++++ RECORDS SHOWN
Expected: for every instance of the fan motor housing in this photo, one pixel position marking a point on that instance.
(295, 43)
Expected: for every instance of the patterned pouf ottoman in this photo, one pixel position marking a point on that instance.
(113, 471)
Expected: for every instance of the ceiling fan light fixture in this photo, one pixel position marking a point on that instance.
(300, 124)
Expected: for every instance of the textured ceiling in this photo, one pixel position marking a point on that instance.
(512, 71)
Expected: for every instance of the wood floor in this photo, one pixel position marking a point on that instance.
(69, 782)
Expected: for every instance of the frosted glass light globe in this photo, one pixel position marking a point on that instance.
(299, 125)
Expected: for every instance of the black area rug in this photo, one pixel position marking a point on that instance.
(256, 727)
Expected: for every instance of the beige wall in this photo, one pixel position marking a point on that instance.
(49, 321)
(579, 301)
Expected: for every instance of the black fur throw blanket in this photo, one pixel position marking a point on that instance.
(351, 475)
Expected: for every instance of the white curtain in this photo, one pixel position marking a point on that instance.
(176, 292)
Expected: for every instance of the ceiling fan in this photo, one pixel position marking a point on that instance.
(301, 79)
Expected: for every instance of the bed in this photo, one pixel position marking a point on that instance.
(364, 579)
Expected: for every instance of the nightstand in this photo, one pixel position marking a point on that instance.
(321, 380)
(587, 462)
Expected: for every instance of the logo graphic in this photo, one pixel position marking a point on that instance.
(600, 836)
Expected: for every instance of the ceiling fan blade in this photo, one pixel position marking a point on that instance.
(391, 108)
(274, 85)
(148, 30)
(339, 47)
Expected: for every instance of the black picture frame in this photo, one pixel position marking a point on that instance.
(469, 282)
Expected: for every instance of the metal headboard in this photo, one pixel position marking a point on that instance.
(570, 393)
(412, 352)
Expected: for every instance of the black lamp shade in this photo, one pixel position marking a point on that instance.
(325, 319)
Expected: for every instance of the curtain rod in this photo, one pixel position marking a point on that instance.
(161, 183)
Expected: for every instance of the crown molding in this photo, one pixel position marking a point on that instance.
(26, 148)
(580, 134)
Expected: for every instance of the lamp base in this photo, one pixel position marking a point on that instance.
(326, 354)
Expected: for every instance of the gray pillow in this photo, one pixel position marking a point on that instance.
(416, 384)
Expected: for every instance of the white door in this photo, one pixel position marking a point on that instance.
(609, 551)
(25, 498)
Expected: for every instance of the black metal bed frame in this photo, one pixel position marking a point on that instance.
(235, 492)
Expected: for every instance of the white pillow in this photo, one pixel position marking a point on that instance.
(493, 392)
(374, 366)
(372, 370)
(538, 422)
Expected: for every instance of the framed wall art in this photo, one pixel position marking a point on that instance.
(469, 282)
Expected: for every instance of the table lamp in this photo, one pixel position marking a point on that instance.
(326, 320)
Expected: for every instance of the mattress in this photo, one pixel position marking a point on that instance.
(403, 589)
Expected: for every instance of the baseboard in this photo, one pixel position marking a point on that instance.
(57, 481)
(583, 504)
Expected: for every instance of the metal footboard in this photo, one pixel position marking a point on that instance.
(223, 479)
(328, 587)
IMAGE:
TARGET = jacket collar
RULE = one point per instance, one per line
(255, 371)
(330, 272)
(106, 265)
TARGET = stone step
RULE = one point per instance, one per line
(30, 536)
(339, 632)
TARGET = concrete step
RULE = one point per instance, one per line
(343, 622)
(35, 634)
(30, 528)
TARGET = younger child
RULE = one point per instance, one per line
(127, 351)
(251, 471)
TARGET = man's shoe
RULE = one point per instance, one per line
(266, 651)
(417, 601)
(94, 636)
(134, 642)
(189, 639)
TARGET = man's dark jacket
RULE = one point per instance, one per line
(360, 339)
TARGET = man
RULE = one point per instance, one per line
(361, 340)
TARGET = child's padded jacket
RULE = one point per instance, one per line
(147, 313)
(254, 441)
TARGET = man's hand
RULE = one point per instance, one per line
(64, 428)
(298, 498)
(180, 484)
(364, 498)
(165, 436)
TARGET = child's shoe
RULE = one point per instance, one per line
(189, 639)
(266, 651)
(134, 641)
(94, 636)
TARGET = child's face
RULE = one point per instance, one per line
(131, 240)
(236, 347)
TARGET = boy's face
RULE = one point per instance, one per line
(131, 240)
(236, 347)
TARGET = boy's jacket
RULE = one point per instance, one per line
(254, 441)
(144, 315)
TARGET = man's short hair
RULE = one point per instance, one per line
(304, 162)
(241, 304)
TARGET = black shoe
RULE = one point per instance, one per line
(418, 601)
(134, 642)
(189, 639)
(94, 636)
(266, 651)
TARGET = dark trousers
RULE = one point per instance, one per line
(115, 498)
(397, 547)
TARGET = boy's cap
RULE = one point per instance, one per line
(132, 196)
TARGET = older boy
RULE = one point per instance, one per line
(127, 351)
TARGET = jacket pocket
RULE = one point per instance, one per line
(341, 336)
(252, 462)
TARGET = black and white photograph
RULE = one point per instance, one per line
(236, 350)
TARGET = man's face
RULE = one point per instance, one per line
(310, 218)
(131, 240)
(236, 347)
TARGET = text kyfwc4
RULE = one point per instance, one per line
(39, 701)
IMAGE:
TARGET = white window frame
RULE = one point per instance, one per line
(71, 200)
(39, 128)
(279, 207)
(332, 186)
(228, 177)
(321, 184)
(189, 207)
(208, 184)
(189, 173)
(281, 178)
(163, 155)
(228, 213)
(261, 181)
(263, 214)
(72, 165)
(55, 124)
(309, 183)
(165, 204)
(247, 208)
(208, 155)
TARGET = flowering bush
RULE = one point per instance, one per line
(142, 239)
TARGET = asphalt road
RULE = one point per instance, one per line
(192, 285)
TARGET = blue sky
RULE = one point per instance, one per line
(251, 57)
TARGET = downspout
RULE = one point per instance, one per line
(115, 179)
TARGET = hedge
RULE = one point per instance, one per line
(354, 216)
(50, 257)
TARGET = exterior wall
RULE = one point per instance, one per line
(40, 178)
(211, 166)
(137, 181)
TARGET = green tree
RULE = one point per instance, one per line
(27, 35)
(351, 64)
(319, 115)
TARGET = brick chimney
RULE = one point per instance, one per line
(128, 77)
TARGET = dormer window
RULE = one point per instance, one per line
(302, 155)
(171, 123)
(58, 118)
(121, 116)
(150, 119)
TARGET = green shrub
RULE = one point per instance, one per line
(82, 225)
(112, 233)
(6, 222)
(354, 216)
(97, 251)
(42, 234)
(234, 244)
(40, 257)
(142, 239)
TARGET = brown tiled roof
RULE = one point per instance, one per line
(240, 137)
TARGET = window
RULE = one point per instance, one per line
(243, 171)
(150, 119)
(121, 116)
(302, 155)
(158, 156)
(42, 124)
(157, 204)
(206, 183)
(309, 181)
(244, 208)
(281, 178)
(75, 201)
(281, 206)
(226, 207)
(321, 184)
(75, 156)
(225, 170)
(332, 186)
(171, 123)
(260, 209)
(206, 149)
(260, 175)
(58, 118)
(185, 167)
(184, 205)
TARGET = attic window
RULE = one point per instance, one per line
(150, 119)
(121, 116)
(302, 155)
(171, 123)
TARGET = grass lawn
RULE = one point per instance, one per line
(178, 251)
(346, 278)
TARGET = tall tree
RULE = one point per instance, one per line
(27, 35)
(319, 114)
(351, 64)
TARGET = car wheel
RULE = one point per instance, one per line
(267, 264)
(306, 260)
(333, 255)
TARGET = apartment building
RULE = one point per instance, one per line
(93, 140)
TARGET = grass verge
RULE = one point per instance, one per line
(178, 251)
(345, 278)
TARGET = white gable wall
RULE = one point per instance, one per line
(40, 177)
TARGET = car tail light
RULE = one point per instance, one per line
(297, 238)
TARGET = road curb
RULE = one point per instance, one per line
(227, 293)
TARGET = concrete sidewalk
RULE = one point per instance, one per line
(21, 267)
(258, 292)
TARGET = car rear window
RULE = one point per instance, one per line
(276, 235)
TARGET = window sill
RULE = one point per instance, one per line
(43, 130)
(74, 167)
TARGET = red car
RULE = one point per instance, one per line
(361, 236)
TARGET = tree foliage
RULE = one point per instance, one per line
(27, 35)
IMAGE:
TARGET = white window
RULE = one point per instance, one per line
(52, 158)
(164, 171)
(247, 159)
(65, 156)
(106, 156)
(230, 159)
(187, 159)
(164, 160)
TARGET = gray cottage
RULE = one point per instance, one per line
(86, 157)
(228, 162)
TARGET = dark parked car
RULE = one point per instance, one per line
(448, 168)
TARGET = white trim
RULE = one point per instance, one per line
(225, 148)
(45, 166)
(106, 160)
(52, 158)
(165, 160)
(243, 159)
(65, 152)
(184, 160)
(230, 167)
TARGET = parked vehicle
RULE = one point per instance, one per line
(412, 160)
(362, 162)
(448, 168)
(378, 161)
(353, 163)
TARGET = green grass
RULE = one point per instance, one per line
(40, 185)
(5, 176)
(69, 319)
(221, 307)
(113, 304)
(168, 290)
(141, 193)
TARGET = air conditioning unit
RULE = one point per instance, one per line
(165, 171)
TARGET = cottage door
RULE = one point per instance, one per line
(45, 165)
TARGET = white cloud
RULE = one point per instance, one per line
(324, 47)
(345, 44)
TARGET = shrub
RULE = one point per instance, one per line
++++++++
Provide solely the number of lines in the data that include the word "window".

◆ RESPONSE TO THIS TASK
7